— BEGIN Source text —
Maybe the difference between Drawing on the Right Side of the Brain and Lynda Barry’s “Writing the Unthinkable” method is the intended result. Edwards wants students to activate their right brains, looking closely until they forget the name of the thing they’re seeing and then express themselves in the language of forms. But as drawright.com indicates—with its proud portrait gallery and offers for $1500 five-day intensive drawing classes and corporate workshops (taught by Edwards’ son)—the other goal is to sell a ton of books. Tapping into one’s creative potential can’t be the only objective, therefore. Drawing on the Right Side of the Brain, Inc. also relies on the customer producing nice-looking, recognizable portraits.
“Writing the Unthinkable,” meanwhile, is all about process. Lynda Barry doesn’t tell you what to do with your image-based exercises, and in fact she advises “DO NOT READ OVER!” I have notebooks full of exercises from that college fiction-writing class—countless attempts at making alive the memories of old cars and friends’ dogs—and now I see that, free from the pressure of having to edit, analyze, or turn in my work for a grade, these exercises really did get me seeing and writing differently. When I cheated and did read over my work, the voice I discovered was fresh and unfamiliar. I wouldn’t call it miracle growth, but certainly progress: the activation of another brain hemisphere or maybe just new habits.
— END Source text —
• Problems:
- A) Repeat the passage on drawing and writing methods word for word between "Maybe the difference" and "nice-looking, recognizable portraits.", inclusive.
- B) Answer these questions from the passage on drawing and writing methods:
(i) Who teaches the intensive classes and corporate workshops offered on drawright.com?
(ii) What does Lynda Barry advise about the image-based exercises?
(iii) What class produced the notebooks full of exercises?
— BEGIN Record extracts —
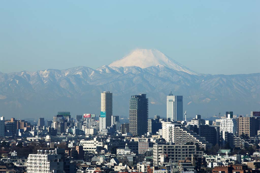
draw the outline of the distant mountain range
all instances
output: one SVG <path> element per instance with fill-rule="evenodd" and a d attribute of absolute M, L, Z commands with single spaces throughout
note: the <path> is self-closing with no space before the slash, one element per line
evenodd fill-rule
<path fill-rule="evenodd" d="M 59 70 L 0 73 L 0 116 L 8 118 L 44 117 L 58 111 L 73 116 L 98 114 L 100 93 L 113 93 L 113 113 L 128 116 L 131 95 L 145 93 L 149 115 L 165 117 L 170 91 L 184 96 L 188 117 L 220 112 L 249 114 L 260 109 L 260 73 L 198 74 L 156 50 L 138 50 L 109 66 Z"/>

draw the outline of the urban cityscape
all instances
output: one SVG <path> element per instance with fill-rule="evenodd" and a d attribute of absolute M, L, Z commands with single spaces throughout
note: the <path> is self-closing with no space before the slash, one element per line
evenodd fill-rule
<path fill-rule="evenodd" d="M 260 1 L 0 1 L 0 173 L 260 173 Z"/>
<path fill-rule="evenodd" d="M 171 91 L 166 117 L 149 119 L 140 94 L 129 97 L 122 123 L 113 95 L 101 93 L 99 115 L 59 112 L 34 124 L 1 117 L 0 172 L 259 172 L 260 111 L 187 121 L 183 96 Z"/>

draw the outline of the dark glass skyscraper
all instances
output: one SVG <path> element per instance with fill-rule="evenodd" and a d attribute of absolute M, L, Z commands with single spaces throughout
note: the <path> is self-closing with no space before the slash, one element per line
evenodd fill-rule
<path fill-rule="evenodd" d="M 129 99 L 129 132 L 133 136 L 147 133 L 148 99 L 146 94 L 132 95 Z"/>

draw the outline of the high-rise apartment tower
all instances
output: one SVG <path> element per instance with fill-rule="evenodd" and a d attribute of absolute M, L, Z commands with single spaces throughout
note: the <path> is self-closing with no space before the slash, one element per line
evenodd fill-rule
— END Record extracts —
• Correct answers:
- A)
Maybe the difference between Drawing on the Right Side of the Brain and Lynda Barry’s “Writing the Unthinkable” method is the intended result. Edwards wants students to activate their right brains, looking closely until they forget the name of the thing they’re seeing and then express themselves in the language of forms. But as drawright.com indicates—with its proud portrait gallery and offers for $1500 five-day intensive drawing classes and corporate workshops (taught by Edwards’ son)—the other goal is to sell a ton of books. Tapping into one’s creative potential can’t be the only objective, therefore. Drawing on the Right Side of the Brain, Inc. also relies on the customer producing nice-looking, recognizable portraits.

- B)
(i) Edwards' son teaches them.
(ii) She advises "DO NOT READ OVER!"
(iii) They came from a college fiction-writing class.